**STATED PROBLEM:**
Transcribe the lines below verbatim, skipping the images.

Point annotation records
-----

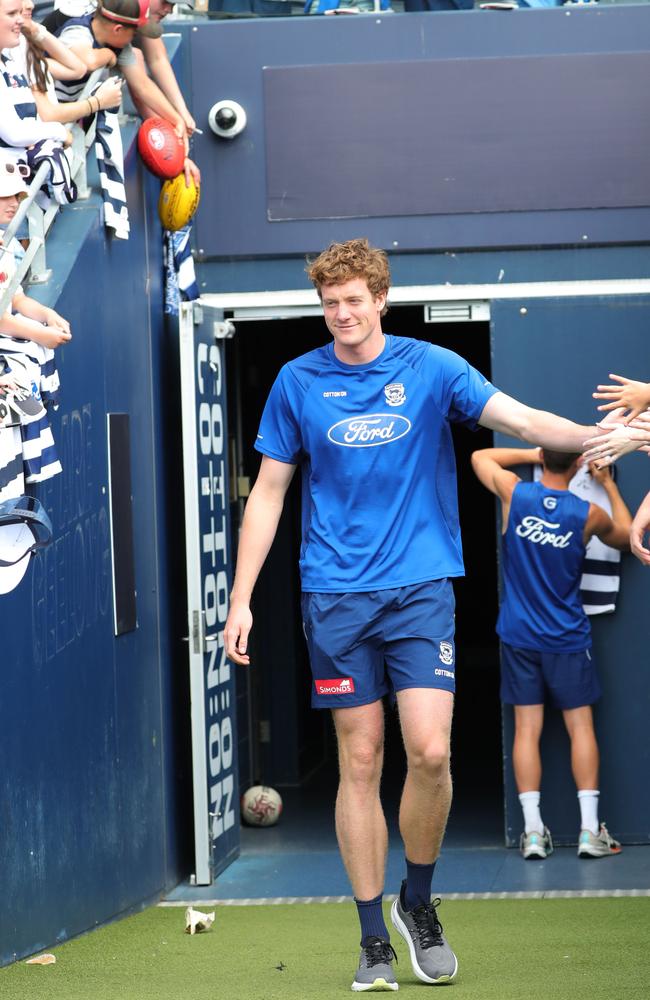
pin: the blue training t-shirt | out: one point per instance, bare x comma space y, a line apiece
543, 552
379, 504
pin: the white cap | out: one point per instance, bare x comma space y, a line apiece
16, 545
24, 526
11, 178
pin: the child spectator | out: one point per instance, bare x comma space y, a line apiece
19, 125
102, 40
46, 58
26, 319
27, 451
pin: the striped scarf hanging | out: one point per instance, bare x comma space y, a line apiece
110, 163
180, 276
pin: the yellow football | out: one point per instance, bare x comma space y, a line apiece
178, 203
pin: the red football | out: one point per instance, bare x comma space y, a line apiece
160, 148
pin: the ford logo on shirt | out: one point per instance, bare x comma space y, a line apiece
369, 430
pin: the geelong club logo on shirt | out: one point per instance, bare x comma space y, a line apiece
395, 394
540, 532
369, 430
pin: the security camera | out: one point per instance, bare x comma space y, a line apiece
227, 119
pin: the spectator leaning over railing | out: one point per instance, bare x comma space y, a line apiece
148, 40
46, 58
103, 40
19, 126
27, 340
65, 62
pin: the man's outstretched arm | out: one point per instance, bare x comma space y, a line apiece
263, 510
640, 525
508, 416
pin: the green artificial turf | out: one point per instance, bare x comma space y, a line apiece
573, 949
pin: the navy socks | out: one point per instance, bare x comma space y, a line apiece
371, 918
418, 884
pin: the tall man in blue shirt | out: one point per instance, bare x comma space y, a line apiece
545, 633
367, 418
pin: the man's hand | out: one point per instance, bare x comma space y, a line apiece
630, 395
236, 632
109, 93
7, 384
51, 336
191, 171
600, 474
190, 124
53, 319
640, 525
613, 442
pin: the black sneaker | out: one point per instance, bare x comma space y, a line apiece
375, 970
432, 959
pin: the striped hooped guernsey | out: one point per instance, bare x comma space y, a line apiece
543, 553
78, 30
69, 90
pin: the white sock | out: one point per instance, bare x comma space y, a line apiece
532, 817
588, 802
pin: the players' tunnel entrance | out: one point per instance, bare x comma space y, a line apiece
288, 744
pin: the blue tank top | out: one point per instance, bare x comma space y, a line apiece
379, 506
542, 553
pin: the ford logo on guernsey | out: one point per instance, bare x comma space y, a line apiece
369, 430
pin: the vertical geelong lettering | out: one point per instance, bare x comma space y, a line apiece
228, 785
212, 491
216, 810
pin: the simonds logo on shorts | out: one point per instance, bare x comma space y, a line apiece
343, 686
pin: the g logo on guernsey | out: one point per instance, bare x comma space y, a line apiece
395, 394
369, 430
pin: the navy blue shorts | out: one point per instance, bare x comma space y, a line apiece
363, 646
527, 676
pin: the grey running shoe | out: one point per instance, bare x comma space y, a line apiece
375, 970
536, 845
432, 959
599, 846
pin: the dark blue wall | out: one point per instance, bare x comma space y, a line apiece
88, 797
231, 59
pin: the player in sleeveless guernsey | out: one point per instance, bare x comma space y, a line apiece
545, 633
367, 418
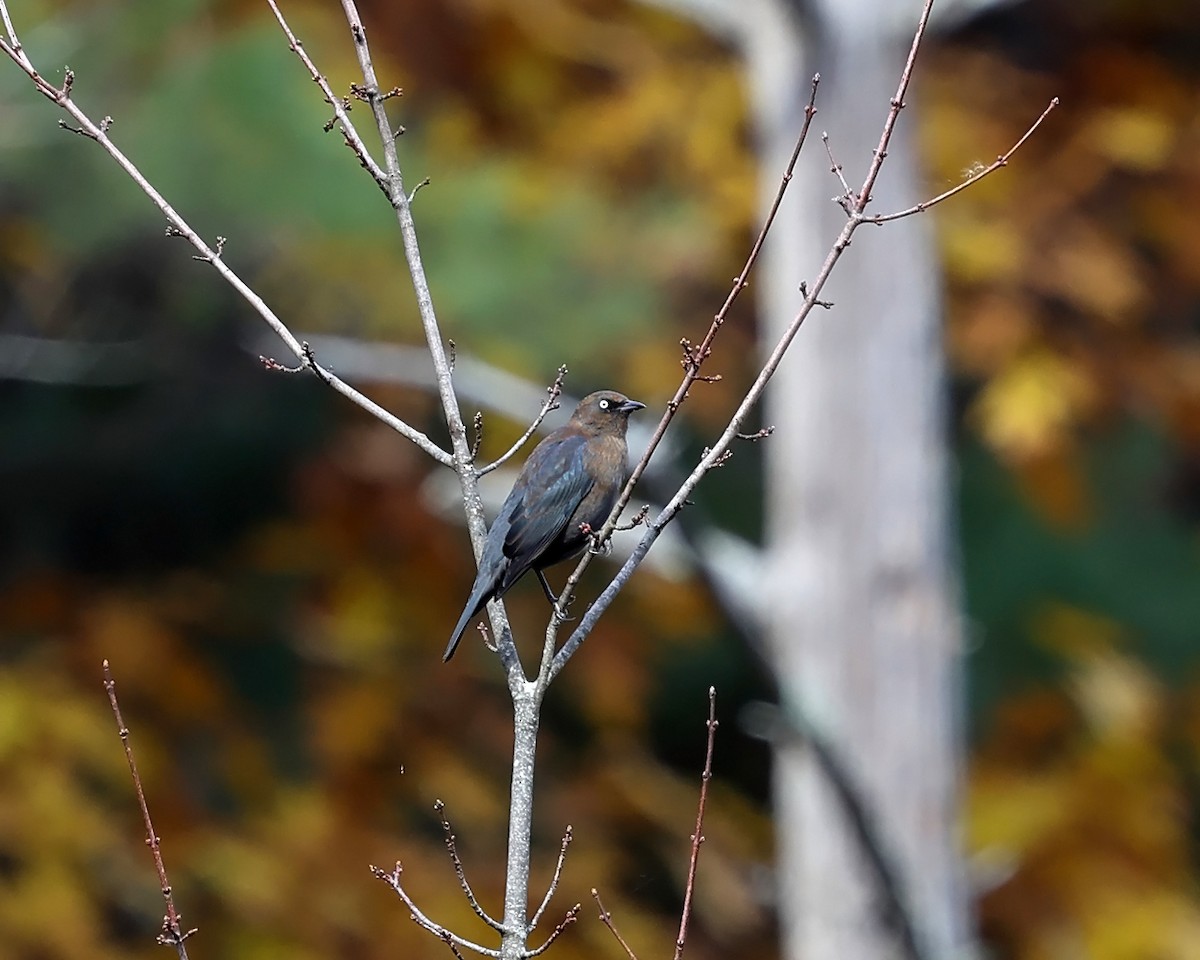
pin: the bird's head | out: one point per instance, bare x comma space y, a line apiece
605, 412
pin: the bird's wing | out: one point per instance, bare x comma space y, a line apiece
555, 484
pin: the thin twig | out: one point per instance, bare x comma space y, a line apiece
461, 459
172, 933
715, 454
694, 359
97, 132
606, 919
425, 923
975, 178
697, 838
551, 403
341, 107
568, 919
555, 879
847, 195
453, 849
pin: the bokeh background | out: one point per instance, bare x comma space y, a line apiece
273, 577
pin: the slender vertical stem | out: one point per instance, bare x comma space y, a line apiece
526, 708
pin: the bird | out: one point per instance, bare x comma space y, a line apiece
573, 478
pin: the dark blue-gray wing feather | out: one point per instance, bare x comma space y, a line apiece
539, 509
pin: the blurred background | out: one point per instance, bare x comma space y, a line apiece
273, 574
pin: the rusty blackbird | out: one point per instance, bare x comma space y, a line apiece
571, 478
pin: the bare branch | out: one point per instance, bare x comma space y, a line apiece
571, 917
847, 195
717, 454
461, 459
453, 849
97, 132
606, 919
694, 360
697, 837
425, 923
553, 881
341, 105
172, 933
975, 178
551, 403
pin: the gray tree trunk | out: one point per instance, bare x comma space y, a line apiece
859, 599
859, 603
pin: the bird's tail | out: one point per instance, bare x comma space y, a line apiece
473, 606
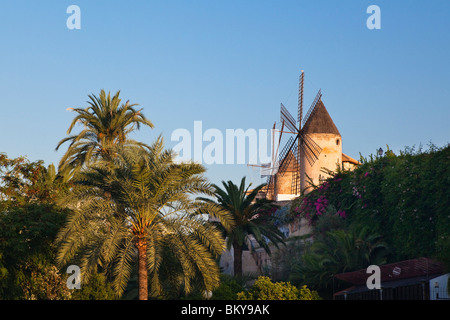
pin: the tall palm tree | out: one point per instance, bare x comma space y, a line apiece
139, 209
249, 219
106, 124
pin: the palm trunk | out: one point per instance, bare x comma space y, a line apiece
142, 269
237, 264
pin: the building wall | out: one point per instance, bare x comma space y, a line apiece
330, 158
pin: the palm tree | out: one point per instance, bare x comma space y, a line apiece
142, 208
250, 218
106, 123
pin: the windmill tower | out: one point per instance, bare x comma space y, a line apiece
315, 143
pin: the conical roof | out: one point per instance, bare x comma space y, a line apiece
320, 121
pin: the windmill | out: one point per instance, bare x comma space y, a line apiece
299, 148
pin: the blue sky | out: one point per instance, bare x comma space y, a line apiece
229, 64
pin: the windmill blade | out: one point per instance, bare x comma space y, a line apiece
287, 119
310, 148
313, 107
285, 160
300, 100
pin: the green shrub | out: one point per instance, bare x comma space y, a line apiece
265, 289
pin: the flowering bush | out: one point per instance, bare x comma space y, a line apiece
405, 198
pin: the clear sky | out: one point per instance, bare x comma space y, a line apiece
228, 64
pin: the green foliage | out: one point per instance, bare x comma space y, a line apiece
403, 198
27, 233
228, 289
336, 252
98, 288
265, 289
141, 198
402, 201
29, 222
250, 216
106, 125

-----

**THE SOLUTION:**
pin: the blue training t-shirt | out: one point per instance, bare x comma space y, a line apiece
543, 552
379, 504
pin: the white cap | out: one point per instance, bare x comma space y, a line apiece
16, 545
24, 526
11, 178
pin: the child spectator | out: one point per instance, bare x comma space y, a line apiece
19, 125
102, 40
46, 58
26, 319
27, 451
pin: the striped scarf hanging | out: one point per instance, bare x comma space y, a line apiece
110, 163
180, 276
pin: the yellow football | out: one point per instance, bare x comma space y, a line apiece
178, 203
pin: the red football | out: one point per instance, bare x comma space y, a line apiece
160, 148
pin: the ford logo on shirt | out: one point per instance, bare x comma space y, a line apiece
369, 430
pin: the geelong club logo on shirt | out: one point per instance, bare x comma space y, a line apiece
395, 394
540, 532
369, 430
pin: the security camera | out: one point per instance, bare x comma space y, a line apiece
227, 119
pin: the spectator leaning over railing | out: one point per instance, bare x comma space y, a line apiece
148, 40
46, 58
103, 40
19, 126
27, 340
65, 62
pin: the man's outstretched arm | out: one point per instance, bare x comma space y, a line apiece
263, 510
640, 525
508, 416
pin: the green artificial turf | out: one point per instance, bare x comma space y, a line apiece
573, 949
pin: the navy socks | out: one point per instance, bare x comma space y, a line apiece
371, 918
418, 884
pin: the tall man in blue shirt | out: one point per instance, bare x comma space y, a line apiece
545, 633
367, 418
pin: the man's hand | out: one point per instance, bare x comma space y, a line apiece
630, 395
236, 632
109, 93
7, 384
51, 336
191, 171
600, 474
190, 124
53, 319
640, 525
613, 442
pin: the black sneaker | out: one point per instance, bare x comma space y, a line apiece
375, 970
432, 959
pin: the striped hooped guernsey | out: one point per instance, bare x comma space y, a line apiece
543, 553
78, 30
69, 90
pin: the white sock | out: one point per instance, bare x comma space y, a line apiece
532, 817
588, 802
pin: the players' tunnel entrance | out: one point per instance, bare x comma space y, a line apiece
288, 744
pin: the blue tank top | out: one point per instance, bare x comma space y, a line apiece
379, 506
542, 553
pin: the ford logo on guernsey | out: one point per instance, bare x comma space y, a line apiece
369, 430
pin: the vertical geelong lettering | out: one point per instance, bare x comma space y, a line apiece
228, 785
212, 491
216, 810
pin: the simonds logo on shorts | out: one point per instance, bare x comma space y, a line apiece
343, 686
pin: the g logo on guernsey | out: one point per instance, bare x comma space y, a line apiece
395, 394
369, 430
pin: the navy blue shorts | out: one point per instance, bare x comma space y, a line apiece
363, 646
527, 676
pin: the grey running shoe | out: one point per instance, bare x comma space y, a line apiece
375, 970
536, 845
432, 959
599, 846
pin: the dark blue wall | out: one point per instance, bare x comma space y, a line apiece
88, 797
231, 59
pin: the player in sleeveless guernsey | out: one point per instance, bare x comma space y, a line apiece
545, 633
367, 418
pin: the bird's head | out: one point per instance, bare x comma space y, a line apiece
605, 412
pin: the bird's wing | out: one point per instance, bare x comma space y, a line apiece
555, 484
pin: the thin twig | out: one point per instance, bare x comma space y, a line apiece
461, 459
172, 933
715, 454
694, 359
97, 132
606, 919
425, 923
975, 178
697, 838
551, 403
341, 107
568, 919
555, 879
847, 195
453, 849
pin: the bokeh background | out: one point per instance, bare x comma space y, a line apiece
273, 577
pin: the slender vertical stem | out: one point per instance, bare x comma space y, a line apiece
526, 708
pin: the bird | out: one point per instance, bare x comma space y, a line apiece
573, 478
pin: the dark blue-gray wing feather | out: one point per instance, bare x comma space y, a line apiece
539, 509
pin: the blurred background | out: one point per instance, bare x comma space y, a line apiece
273, 574
pin: the rusty blackbird | out: one point per instance, bare x comma space y, a line apiece
571, 478
pin: the bare branch | out: one point per instance, bare x comma space y, a line apiece
571, 917
847, 195
717, 454
461, 459
453, 849
97, 132
606, 919
694, 360
697, 837
425, 923
553, 881
341, 105
172, 933
975, 178
551, 403
pin: the gray tree trunk | out: one point per instance, bare x comma space y, a line apiece
859, 599
859, 603
pin: the bird's tail | out: one point per instance, bare x comma space y, a line apiece
473, 606
pin: the tall palm tree | out: one point per instance, bare x comma space y, a line apiece
139, 209
249, 219
106, 124
pin: the palm trunk | out: one point per instance, bare x comma space y, a line apiece
142, 269
237, 264
pin: the building wall | out: one point per instance, bare x comma space y, a line apiece
330, 158
pin: the palm tree | out: one point per instance, bare x comma space y, a line apiece
142, 208
250, 218
106, 123
pin: the windmill tower | out: one point per instance, bare x comma space y, a line apiece
315, 143
pin: the conical roof | out: one point per instance, bare x comma space y, a line apiece
320, 121
pin: the windmill | out: one point per instance, bare x comma space y, a line apiece
299, 148
pin: the blue sky | out: one point per instance, bare x comma space y, a line apiece
229, 64
pin: the windmill blade | out: one point per instance, bare x comma space y, a line apiece
287, 119
310, 148
313, 107
285, 160
300, 100
pin: the green shrub | out: one point per instance, bare x comma space y, a line apiece
265, 289
pin: the flowering bush | out: one point per instance, bare x comma space y, a line apiece
405, 198
pin: the clear sky | out: one point per instance, bare x comma space y, a line apiece
228, 64
pin: the green foliage | out: one point per instance, bare x comma space y, a line apiece
403, 198
27, 233
228, 289
336, 252
98, 288
265, 289
141, 198
402, 201
29, 222
250, 216
106, 125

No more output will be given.